Records:
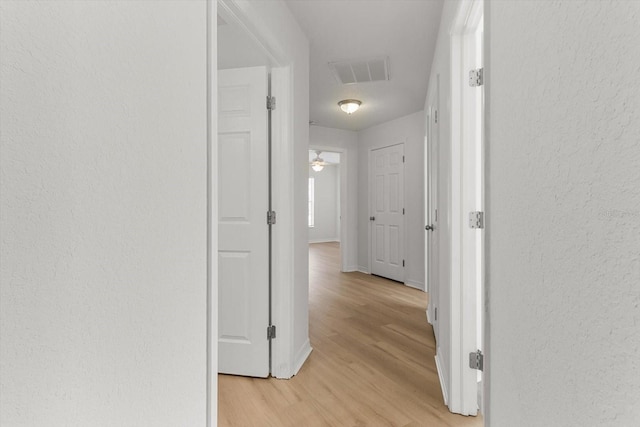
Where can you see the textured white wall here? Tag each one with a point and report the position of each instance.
(563, 213)
(410, 131)
(327, 202)
(348, 141)
(103, 213)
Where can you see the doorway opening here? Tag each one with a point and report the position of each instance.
(325, 190)
(241, 45)
(339, 158)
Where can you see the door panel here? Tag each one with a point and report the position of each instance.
(243, 239)
(387, 169)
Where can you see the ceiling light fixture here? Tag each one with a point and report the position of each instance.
(317, 164)
(349, 106)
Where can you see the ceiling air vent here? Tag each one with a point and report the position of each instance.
(361, 70)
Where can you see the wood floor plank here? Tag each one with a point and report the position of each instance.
(372, 363)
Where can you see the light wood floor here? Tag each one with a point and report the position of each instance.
(372, 362)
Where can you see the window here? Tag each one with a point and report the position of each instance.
(311, 201)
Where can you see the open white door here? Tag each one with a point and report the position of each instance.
(467, 208)
(243, 240)
(432, 228)
(387, 207)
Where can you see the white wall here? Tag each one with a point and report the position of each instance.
(103, 197)
(563, 222)
(347, 141)
(236, 49)
(410, 131)
(327, 203)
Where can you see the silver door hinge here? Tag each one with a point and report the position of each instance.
(271, 217)
(271, 103)
(476, 77)
(476, 360)
(271, 332)
(476, 219)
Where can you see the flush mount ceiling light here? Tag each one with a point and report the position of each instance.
(318, 164)
(349, 106)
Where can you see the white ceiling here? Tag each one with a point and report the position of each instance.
(403, 30)
(236, 49)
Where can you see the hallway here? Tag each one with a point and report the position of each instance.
(372, 362)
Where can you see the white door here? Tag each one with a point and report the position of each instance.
(387, 212)
(243, 234)
(431, 228)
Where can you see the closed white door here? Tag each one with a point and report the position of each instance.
(431, 228)
(243, 234)
(387, 212)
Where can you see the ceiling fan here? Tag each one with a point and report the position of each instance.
(318, 163)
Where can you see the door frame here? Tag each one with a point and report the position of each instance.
(344, 210)
(237, 12)
(463, 398)
(403, 142)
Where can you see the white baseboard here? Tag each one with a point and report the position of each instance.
(325, 240)
(301, 356)
(443, 385)
(350, 269)
(415, 285)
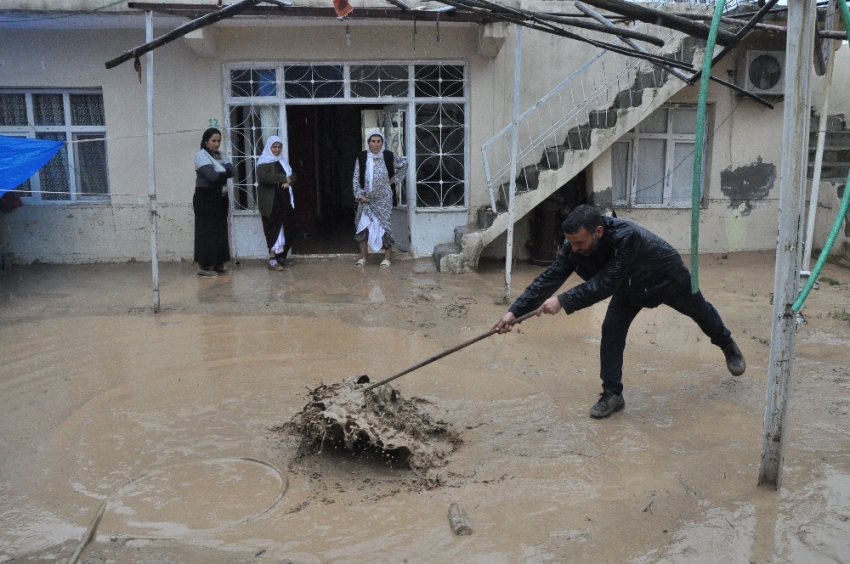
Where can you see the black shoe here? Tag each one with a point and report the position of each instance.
(608, 403)
(734, 359)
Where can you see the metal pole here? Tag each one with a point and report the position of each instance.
(798, 63)
(151, 169)
(813, 201)
(512, 186)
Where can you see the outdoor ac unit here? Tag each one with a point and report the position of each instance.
(765, 72)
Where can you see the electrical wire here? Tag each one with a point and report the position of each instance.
(71, 15)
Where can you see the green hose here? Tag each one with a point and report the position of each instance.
(842, 211)
(700, 136)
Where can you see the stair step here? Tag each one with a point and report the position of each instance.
(578, 138)
(631, 98)
(602, 119)
(553, 158)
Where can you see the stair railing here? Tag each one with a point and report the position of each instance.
(562, 119)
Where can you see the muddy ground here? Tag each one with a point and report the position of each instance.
(168, 418)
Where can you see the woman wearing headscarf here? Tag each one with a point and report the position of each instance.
(375, 171)
(276, 202)
(211, 205)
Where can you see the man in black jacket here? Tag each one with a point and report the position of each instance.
(636, 269)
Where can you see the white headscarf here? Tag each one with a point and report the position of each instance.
(372, 157)
(268, 156)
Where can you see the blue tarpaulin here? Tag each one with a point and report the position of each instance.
(20, 158)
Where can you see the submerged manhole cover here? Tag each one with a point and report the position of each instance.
(193, 498)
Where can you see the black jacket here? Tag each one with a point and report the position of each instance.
(629, 261)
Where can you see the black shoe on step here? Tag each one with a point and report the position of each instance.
(608, 403)
(734, 359)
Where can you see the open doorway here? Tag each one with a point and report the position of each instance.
(324, 141)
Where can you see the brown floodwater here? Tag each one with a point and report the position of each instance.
(170, 420)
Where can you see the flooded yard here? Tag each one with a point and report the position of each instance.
(170, 423)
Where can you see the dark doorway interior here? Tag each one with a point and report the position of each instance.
(323, 145)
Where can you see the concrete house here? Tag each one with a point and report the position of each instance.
(595, 126)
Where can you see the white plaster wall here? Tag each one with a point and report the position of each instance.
(743, 133)
(188, 93)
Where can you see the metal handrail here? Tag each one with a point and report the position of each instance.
(553, 130)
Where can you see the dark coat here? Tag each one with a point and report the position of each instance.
(269, 178)
(629, 261)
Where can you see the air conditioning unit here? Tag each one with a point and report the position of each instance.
(765, 72)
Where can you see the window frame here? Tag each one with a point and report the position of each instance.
(69, 131)
(633, 141)
(280, 99)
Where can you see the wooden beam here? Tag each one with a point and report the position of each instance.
(203, 21)
(193, 11)
(658, 17)
(799, 48)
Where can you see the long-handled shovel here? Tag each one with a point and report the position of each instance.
(447, 352)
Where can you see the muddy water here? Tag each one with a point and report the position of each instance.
(168, 420)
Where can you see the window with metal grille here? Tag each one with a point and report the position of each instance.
(433, 97)
(653, 165)
(78, 172)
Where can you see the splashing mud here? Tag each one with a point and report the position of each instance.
(346, 414)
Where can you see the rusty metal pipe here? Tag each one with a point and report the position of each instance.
(448, 352)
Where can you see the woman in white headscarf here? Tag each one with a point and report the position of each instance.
(276, 202)
(375, 171)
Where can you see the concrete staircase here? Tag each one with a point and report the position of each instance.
(549, 163)
(836, 150)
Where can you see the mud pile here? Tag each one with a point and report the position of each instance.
(381, 418)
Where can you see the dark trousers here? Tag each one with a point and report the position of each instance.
(620, 315)
(282, 215)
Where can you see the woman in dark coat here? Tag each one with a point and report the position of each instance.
(211, 204)
(276, 202)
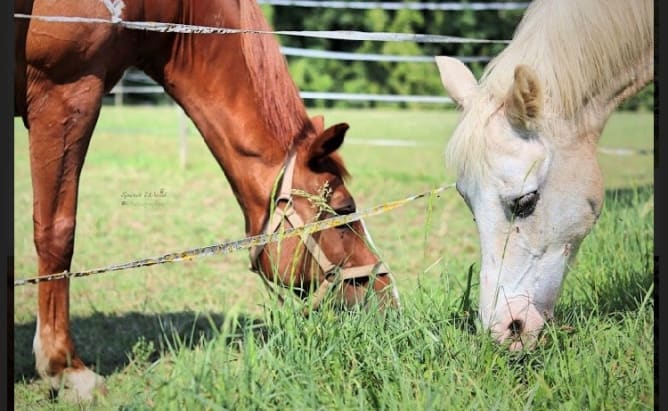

Challenge: Put all of the lines above into a numbered list, leaving out any blank lines. Don't include the pictures in your answer.

Written response:
1. Where can you see the textured white wall here? Tag each one with a point and report the position of each instance.
2. (563, 213)
3. (410, 131)
4. (327, 202)
5. (348, 141)
6. (103, 213)
7. Where can you see the doorway opening here? Tag each one with a point and report the position of each instance.
8. (325, 190)
9. (241, 45)
10. (339, 158)
11. Where can you see the door panel here? Tag each one with a point and report the position of each instance.
12. (243, 239)
13. (387, 169)
14. Where can you see the ceiling light fixture here? Tag each one with a point and report the position of each instance.
15. (317, 164)
16. (349, 106)
17. Where can you see the ceiling air vent here? Tag each one with a point and report the position of each instance.
18. (361, 70)
19. Where can you see the wood floor plank here? Tag each one with a point and report the position of each instance.
20. (372, 363)
21. Where can you see the light wood floor here? Tag each one with a point and report the position of each instance.
22. (372, 362)
23. Where can you see the window here? Tag each one with a point and report the position of each instance.
24. (311, 201)
25. Where can you see the open white door here? Tag each one with a point and report the position of each instance.
26. (467, 208)
27. (243, 240)
28. (432, 228)
29. (387, 207)
30. Where can you see the white wall here? Tag each one with a point and report the position of each instance.
31. (103, 197)
32. (563, 222)
33. (347, 141)
34. (236, 49)
35. (410, 131)
36. (327, 203)
37. Where can you see the silver door hinge here? Tag each one with a point and report the position of each instance.
38. (271, 217)
39. (271, 103)
40. (476, 77)
41. (476, 360)
42. (271, 332)
43. (476, 219)
44. Where can you see the flush mount ceiling light here? Tag each one with a point and report the position of each instance.
45. (318, 164)
46. (349, 106)
47. Where can you see the white ceiling here? Tag each one with a point and report the position of each instance.
48. (403, 30)
49. (236, 49)
50. Where can you see the hallway here? Tag each one with a point and report the position of each instance.
51. (372, 362)
52. Where can you see the white door here? Tag each one with a point and report the position of each instance.
53. (387, 212)
54. (243, 234)
55. (431, 228)
56. Where can you see the closed white door here? Tag each one with a point and report the position of each instance.
57. (431, 228)
58. (243, 234)
59. (387, 212)
60. Where can you see the ceiling fan here? Tag each one with a point and report the position of each instance.
61. (318, 163)
62. Where can you see the door frame here? Tag each one with a point and report the position of each instance.
63. (344, 210)
64. (237, 12)
65. (463, 398)
66. (403, 142)
67. Where can you see the white baseboard here? Tag each one with a point and report the position of each instance.
68. (325, 240)
69. (301, 356)
70. (443, 385)
71. (350, 269)
72. (415, 285)
73. Where can you see the black shoe here? Tag each one with a point and report the position of each instance.
74. (608, 403)
75. (734, 359)
76. Where can you see the metal pole here? Tag each one with a point and report the position of each instance.
77. (798, 63)
78. (151, 169)
79. (813, 201)
80. (512, 186)
81. Where can you see the outdoor ac unit here? Tag each one with a point and report the position of each instance.
82. (765, 72)
83. Where can you see the electrical wire here? Tag each one with a point and report the position of each instance.
84. (71, 15)
85. Where can you see the green hose here? Tag each one with a point and report the position of each instance.
86. (842, 211)
87. (700, 136)
88. Where can you see the stair step here? Tag each one with a point and report the position of each instance.
89. (578, 138)
90. (631, 98)
91. (602, 119)
92. (553, 158)
93. Where can you see the stair railing here? Tag each one with a point and report the position of each instance.
94. (562, 119)
95. Where can you see the muddy ground here? Tag each one with a point and report the position of each instance.
96. (168, 418)
97. Where can you see the woman wearing headscarf here? Tag each one with a point and report the position of each instance.
98. (375, 171)
99. (276, 202)
100. (211, 205)
101. Where can you see the man in black jacket here? Tag each one with a point and report the position of each instance.
102. (636, 269)
103. Where can you see the white headscarf here? Tag each one with a point and report the position of each instance.
104. (372, 157)
105. (268, 156)
106. Where can you see the blue tarpaulin here? Tag each one with a point and report the position of each instance.
107. (20, 158)
108. Where can you see the submerged manhole cover here? Tag each one with a point and report the position of each instance.
109. (193, 498)
110. Where can you see the black jacket here? Tag each one with a point and report the position of each instance.
111. (629, 261)
112. Where can you see the black shoe on step here? Tag each one with a point and report the position of each instance.
113. (608, 403)
114. (734, 359)
115. Where can you see the open doorway here? Tag each one with a point and report the position of each instance.
116. (324, 141)
117. Where can you see the brown floodwater here? Tag each one with a point and report the position of each instance.
118. (170, 420)
119. Where can you see the flooded yard here? Tag each one with a point and report the position of each instance.
120. (170, 423)
121. Where can you see the dark doorway interior here? Tag each one with a point and report the position of each instance.
122. (323, 145)
123. Where can you see the concrete house here? Tag each one with a point and report the position of each instance.
124. (595, 126)
125. Where can you see the white plaster wall here? Tag each one with a point and report the position of each instance.
126. (743, 133)
127. (188, 93)
128. Where can you see the metal handrail here? Tag each one with a point and report the position of each instance.
129. (553, 130)
130. Where can you see the dark coat here? Tag each one with a point and report the position of each instance.
131. (269, 178)
132. (629, 261)
133. Where can you see the air conditioning unit here? Tag each one with a point and report the position of each instance.
134. (765, 72)
135. Where can you see the window frame here? Tag each one with a point and report the position of each instance.
136. (69, 131)
137. (633, 141)
138. (280, 99)
139. Where can you see the wooden beam here? Tag each one with a point and report the position of each instance.
140. (203, 21)
141. (193, 11)
142. (658, 17)
143. (799, 48)
144. Where can you see the long-handled shovel here? Tag each one with a point and report the position of each instance.
145. (447, 352)
146. Where can you see the muddy water here? Tag each one with a point and report the position of each instance.
147. (168, 420)
148. Where can you see the window with metal grille here? Tag each one with a point and report the position of each instance.
149. (433, 97)
150. (653, 165)
151. (78, 172)
152. Where can you see the splashing mud here? Tag each one with a point and report the position of each instance.
153. (346, 414)
154. Where can you see the rusty metal pipe here? Tag each one with a point and report the position of each instance.
155. (448, 352)
156. Where can you see the woman in white headscarf here? Tag each one with a point and report the position of each instance.
157. (276, 202)
158. (375, 171)
159. Where can you see the concrete staircase here? Tag each one with a point and report the position of each instance.
160. (549, 163)
161. (836, 150)
162. Where can you see the mud pile here? Tag each one with a point and report the position of each instance.
163. (381, 418)
164. Where can you see the dark trousers here? Tag each one with a point and report the position of each instance.
165. (620, 315)
166. (282, 215)
167. Where can you see the woman in dark coat here? Tag each one with a point and report the position of each instance.
168. (211, 204)
169. (276, 202)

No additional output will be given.